# [PASSAGE]
**********
Mary's family wasn't too thrilled, but she was 25, they could hardly say much about her choice. They married in April 1949. He talked her into having a birthday cake for his sister at the reception, since Madeline's birthday was the next day. He didn't want to make his sister jealous. Mary wouldn't refuse him, she didn't make him mad like everybody else did.

It was a hard first year, but at least he got to live next to his sister. Then he would find work in Detroit, at a copper tubing factory. Hot dirty work, but there were benefits and a union, the guys all called him Frenchy. He found them a small place, with a closet that would be room enough for a crib, his first child would be born in September 1950, a son. Dave would barely survive the first year, with constant infections, bronchitis and whooping cough, rheumatic fever and ear aches. Now if he can just figure out the trick so's he can make enough money, do good in life, keep his family alive. They find a small house and the family loans them money to get started. Three years later, a second son, smiling and happy and healthy, is born. His wife wanted a girl, but there will be more children. She is not as nice to him now, but that is just being pregnant, not getting enough sleep, right? He almost hit her, and she scared him bad, told him if he ever hit her she would not be there for him to hit again. He can't ever hit her, who would he be without her? So he yells until he feels better, and they go on. She's smarter than he is, he needs her to read, and keep his house clean, and make a life with, damn her for all that. He depends on her, and it is good to depend on people, right?

It is 1960, and Mary has had a late miscarriage, and she cries over the loss of her daughter. René is scared, because she makes him mad a lot now, his boys are in a good Catholic school, and they think they are smarter than him. He's got a good job, works eight hours every day, but it's getting harder. He is scared that if Mary has her baby girl, he won't matter to her anymore. But he wants her to be happy, and the next year she is pregnant again. This time it is a girl, born the day after his sons are confirmed. Her family were looking down their noses at him, aggravating him, making him mad, at the party. His sons are growing up and won't need him much longer, Mary sat with her sister Evelyn talking way too long, what were they talking about? They got quiet when he came near. Now he is waiting at the hospital, a blizzard raging outside, February 1962, and the doctor comes out to tell him he has a daughter. He dreams of a frilly sweet daddy's girl, tiny like Dave when he weighed no more than a cat, who would love him more than Mary, fuss over him and crawl on his lap, ask his advice and giggle. The next morning he sat with Mary when they brought in an 8 lb baby to them- how could this be a girl? She nestled into her mother's arms, Mary beaming that she had her girl "at last!" But when he reached out and held her, she screamed. When he shook her like his boys, and she screamed louder. He handed her back, his face flushing red with rage and shame. His wife was already defending the daughter, already excluding him, shutting him out. He swallowed it then, but could not forget. Could not understand.
**********
(Saved entries)
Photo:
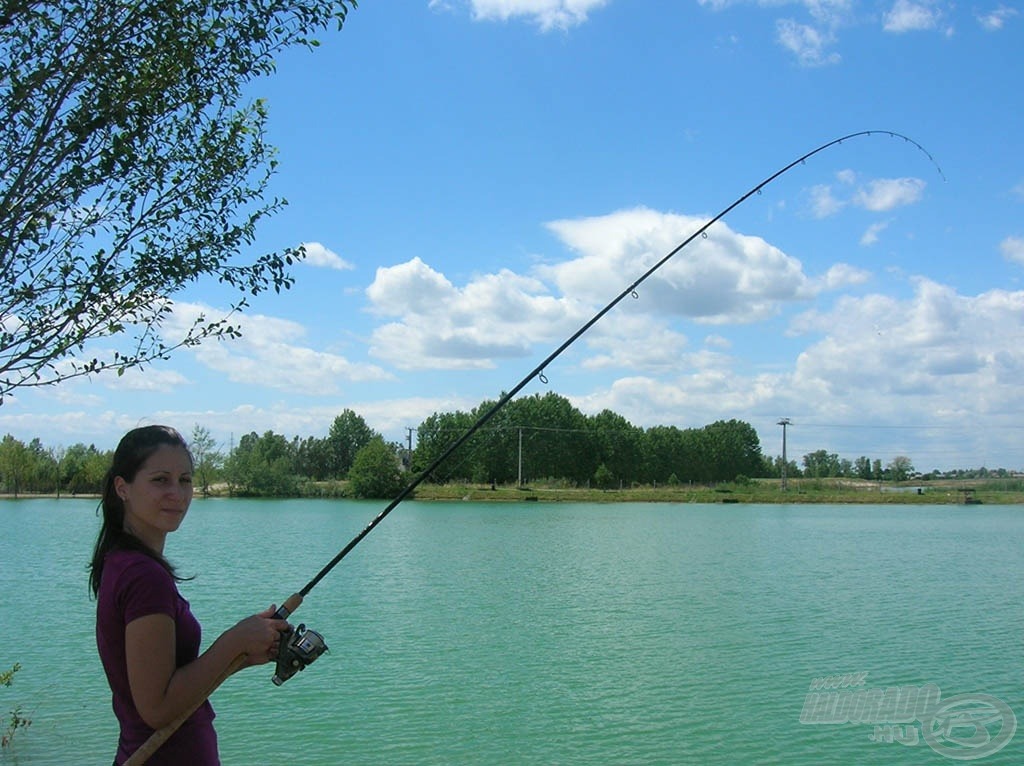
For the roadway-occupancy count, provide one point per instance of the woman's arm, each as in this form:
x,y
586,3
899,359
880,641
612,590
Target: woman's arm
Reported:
x,y
161,691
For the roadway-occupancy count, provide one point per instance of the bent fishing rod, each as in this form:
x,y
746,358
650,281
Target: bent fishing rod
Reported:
x,y
299,647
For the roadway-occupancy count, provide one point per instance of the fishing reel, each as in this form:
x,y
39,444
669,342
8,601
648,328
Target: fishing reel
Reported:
x,y
299,647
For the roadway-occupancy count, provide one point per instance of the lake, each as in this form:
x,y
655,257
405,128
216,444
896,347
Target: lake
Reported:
x,y
466,633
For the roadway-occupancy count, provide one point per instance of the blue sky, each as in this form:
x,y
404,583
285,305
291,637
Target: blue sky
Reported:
x,y
474,179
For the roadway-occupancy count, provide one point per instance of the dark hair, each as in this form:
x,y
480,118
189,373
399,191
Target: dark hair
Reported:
x,y
134,449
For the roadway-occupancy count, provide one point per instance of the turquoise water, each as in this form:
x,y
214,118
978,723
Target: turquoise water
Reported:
x,y
551,634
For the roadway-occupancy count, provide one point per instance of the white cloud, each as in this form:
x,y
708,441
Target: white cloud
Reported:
x,y
443,327
841,275
1013,249
878,196
548,14
808,43
823,202
270,352
317,255
929,358
870,236
886,194
725,279
996,19
907,15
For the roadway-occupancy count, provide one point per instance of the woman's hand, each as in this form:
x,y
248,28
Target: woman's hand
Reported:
x,y
258,637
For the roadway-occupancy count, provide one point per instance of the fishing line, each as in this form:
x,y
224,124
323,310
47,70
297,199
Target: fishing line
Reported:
x,y
538,372
300,647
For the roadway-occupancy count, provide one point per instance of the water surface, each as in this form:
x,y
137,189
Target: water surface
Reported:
x,y
469,633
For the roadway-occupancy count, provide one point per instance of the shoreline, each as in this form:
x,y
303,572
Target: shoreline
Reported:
x,y
763,492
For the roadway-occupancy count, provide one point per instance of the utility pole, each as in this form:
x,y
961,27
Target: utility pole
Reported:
x,y
784,422
520,457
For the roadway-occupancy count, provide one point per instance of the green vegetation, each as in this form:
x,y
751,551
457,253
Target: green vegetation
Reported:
x,y
131,166
541,442
15,718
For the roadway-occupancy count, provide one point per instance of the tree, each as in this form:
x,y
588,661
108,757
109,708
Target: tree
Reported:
x,y
14,464
262,466
131,167
205,455
347,435
375,471
900,468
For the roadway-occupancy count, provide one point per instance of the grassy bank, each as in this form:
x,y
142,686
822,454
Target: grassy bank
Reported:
x,y
798,491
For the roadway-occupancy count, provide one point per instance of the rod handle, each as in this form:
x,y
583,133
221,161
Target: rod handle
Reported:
x,y
292,603
161,735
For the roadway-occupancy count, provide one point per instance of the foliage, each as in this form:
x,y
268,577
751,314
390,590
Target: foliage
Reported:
x,y
16,720
131,166
603,478
376,471
262,466
205,456
347,435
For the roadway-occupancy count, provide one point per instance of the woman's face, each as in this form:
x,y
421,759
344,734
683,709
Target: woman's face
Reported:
x,y
157,500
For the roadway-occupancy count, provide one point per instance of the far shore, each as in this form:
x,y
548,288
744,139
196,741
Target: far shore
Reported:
x,y
802,491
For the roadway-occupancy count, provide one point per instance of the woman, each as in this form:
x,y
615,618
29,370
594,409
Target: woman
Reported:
x,y
147,638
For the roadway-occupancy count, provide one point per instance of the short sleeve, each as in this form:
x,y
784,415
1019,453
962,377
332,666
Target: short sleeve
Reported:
x,y
145,588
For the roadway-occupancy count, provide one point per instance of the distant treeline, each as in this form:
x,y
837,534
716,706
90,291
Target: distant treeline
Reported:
x,y
534,438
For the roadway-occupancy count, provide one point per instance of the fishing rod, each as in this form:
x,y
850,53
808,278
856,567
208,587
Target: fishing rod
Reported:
x,y
299,647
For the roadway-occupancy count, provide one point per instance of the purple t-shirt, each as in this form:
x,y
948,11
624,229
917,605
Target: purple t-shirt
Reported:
x,y
133,586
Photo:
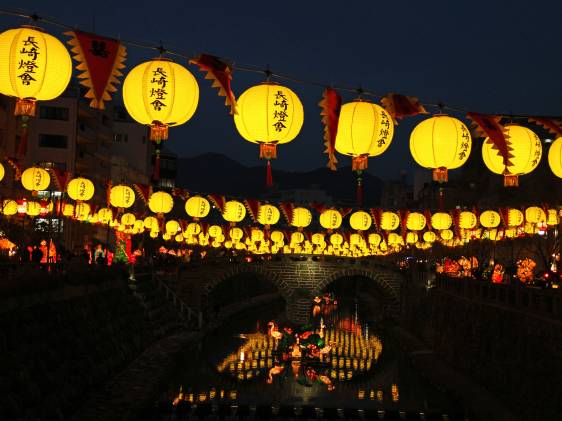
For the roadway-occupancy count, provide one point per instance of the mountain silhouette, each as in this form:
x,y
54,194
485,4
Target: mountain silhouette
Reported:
x,y
217,173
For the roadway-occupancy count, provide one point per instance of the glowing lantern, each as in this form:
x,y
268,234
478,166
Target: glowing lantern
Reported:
x,y
429,236
160,202
330,219
554,157
446,234
128,219
415,221
105,215
301,218
35,66
374,239
389,221
552,217
236,234
360,221
514,217
9,207
68,209
297,237
336,240
440,143
467,220
80,189
535,215
33,208
172,227
269,115
526,151
214,231
276,236
441,221
234,211
364,130
197,207
121,196
35,179
160,93
490,219
268,215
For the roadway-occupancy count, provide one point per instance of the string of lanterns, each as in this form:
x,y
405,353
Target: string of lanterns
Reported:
x,y
161,93
376,232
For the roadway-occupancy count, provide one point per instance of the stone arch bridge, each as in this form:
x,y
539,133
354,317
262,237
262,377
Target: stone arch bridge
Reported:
x,y
298,280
**********
# [TASKS TO CARRY OUT]
**A.** Answer these questions about the passage on René and Mary, one per line:
(i) In what month and year did René and Mary marry?
(ii) What did the guys at the copper tubing factory call René?
(iii) What was raging outside while René waited at the hospital in February 1962?
**B.** Give a continuation of the passage about René and Mary, picking up after its final sentence.

# [PER-TASK ANSWERS]
**A.**
(i) April 1949
(ii) Frenchy
(iii) A blizzard

**B.**
(The rest of this is my story, and I need to tell it elsewhere. Where I will take responsibility for my own sins. He may be dying right now, and I await the news as a prisoner awaits reprieve. I cannot like the man, still do not want to talk to him, even if that were possible. But when he can no longer hurt me, I can give real forgiveness, freely, with all my heart. It is given, on probation, now. No more hurts. It is not my fault I could not be what he needed or wanted, his jealously and insecurity, his emotional damage are not my responsibility. His sins against me are no less sins for his intellectual and social deficits, but he can plead diminished capacity. I do not wish him in hell, or to whatever drags on his soul. For the sins against me, I will not hold against him past his death. What he holds against himself should he ever look into himself- is up to him. Poor man.)

Thursday, August 18, 2005

Love

How do I know that it is the real thing, that I am in love, that this is the one? Such an awful, unanswerable, and misleading question. Everyone who wants to love and be loved has asked it. I have heard many glib answers. Like 'well... you'll just know.' The pervasiveness of bad relationships and failed marriages exposes this as a glib lie. Or it's an old theory of Finding The Right One, applied to the modern problem of making what was long a social/economic construct and jamming it into a Hollywood Ideal of Romance. Only by reframing the question can any sense come of it. Then, it is one of those answers that can only come out of experience. How do I know a particular individual seed will grow? By planting it and finding out.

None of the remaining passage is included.